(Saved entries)
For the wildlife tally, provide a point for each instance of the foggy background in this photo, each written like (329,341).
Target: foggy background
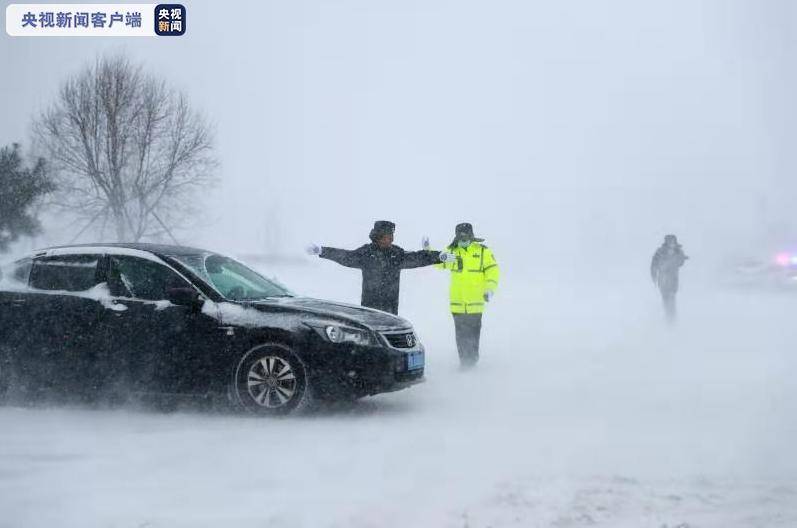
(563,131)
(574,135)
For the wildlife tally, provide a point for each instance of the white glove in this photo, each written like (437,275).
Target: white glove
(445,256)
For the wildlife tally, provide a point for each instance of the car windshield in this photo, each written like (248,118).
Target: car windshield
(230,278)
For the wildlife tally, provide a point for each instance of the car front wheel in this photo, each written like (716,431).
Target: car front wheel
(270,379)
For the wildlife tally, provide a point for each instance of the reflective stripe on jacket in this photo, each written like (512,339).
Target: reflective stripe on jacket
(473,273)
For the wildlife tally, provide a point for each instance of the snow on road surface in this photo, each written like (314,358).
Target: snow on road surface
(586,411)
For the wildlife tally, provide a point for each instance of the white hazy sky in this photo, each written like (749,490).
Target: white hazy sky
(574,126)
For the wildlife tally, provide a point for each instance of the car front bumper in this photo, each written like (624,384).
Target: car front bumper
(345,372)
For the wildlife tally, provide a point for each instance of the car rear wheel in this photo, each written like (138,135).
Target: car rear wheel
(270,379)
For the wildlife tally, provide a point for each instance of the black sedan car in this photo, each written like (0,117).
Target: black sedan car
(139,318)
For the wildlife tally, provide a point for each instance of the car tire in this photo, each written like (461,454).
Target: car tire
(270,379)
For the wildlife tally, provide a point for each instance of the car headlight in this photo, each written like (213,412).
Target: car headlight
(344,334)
==
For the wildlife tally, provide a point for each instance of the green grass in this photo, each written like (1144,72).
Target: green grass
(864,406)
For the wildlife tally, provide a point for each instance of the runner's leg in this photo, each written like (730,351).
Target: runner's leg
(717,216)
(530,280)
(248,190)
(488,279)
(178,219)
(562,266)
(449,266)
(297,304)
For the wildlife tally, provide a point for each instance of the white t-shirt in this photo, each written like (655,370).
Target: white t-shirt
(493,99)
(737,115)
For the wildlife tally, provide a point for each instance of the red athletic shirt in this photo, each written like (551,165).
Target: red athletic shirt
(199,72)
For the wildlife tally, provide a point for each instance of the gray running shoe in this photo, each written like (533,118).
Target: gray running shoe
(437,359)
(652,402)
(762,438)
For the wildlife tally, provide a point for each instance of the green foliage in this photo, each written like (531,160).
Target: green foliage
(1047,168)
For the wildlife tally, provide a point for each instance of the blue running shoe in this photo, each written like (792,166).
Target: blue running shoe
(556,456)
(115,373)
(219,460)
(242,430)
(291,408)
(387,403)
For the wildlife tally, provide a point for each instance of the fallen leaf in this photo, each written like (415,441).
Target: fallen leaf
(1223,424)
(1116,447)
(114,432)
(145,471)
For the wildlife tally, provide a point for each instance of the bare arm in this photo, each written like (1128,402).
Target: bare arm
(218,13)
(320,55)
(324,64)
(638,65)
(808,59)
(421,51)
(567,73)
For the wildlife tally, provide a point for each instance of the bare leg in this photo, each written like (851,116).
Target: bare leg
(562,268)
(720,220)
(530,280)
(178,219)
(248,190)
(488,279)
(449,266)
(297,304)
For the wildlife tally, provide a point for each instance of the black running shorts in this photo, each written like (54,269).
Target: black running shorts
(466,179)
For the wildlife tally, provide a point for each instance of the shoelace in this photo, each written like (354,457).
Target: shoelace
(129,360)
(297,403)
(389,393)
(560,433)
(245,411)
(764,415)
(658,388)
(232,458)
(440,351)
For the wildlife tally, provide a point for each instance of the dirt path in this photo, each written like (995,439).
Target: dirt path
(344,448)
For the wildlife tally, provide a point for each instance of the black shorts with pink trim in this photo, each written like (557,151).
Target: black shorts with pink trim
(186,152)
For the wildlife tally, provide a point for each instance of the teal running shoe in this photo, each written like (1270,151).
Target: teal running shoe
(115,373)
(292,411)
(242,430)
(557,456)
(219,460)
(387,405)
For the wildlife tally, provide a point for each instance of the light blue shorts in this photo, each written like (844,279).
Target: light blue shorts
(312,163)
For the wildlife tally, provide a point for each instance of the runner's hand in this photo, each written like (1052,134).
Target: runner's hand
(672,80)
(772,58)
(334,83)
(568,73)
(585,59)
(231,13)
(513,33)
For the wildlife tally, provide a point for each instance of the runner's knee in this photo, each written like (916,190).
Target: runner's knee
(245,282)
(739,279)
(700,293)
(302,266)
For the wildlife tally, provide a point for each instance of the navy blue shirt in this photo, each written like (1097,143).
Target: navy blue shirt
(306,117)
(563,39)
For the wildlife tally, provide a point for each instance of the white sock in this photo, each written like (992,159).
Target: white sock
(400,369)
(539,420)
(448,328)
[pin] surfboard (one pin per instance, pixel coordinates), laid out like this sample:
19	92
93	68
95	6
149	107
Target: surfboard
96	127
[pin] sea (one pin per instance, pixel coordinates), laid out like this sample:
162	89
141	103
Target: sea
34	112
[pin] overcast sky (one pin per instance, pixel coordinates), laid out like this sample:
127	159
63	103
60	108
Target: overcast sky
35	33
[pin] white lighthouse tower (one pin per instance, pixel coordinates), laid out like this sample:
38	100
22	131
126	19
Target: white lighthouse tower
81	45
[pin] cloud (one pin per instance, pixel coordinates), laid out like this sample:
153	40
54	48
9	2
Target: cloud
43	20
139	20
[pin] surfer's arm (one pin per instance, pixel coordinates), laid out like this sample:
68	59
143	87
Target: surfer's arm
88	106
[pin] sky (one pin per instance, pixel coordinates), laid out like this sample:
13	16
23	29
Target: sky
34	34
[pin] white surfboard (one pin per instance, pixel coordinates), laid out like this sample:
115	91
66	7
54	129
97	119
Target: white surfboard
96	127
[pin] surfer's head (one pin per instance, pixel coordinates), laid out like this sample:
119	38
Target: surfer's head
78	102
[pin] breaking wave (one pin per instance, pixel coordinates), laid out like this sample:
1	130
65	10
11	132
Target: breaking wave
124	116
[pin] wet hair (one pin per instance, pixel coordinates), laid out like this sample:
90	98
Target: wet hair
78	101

● INSTRUCTIONS FOR THE TASK: Only lines that hold the string "coordinates" belong in the answer, so copy every one of them from the records.

● REPLY:
[pin] surfboard (one pin per instance, pixel coordinates), laid out like this sample:
[pin] sea (one pin per instance, pixel coordinates), laid out like this sample:
[pin] overcast sky (one pin per instance, pixel coordinates), laid out like this sample:
[pin] white lighthouse tower (one pin per instance, pixel coordinates), laid out like this sample:
[pin] cloud (one pin per instance, pixel coordinates), laid out like this sample:
[pin] surfer's arm (one pin per instance, pixel coordinates), laid out like this sample:
[pin] sky (one pin per instance, pixel coordinates), laid out like this sample:
[pin] white surfboard (one pin per instance, pixel coordinates), laid out like this sample:
[pin] surfer's head (one pin per instance, pixel coordinates), laid out like this sample:
[pin] breaking wave (one pin per instance, pixel coordinates), laid out like this sample:
[pin] wet hair (one pin per instance, pixel coordinates), laid out like this sample:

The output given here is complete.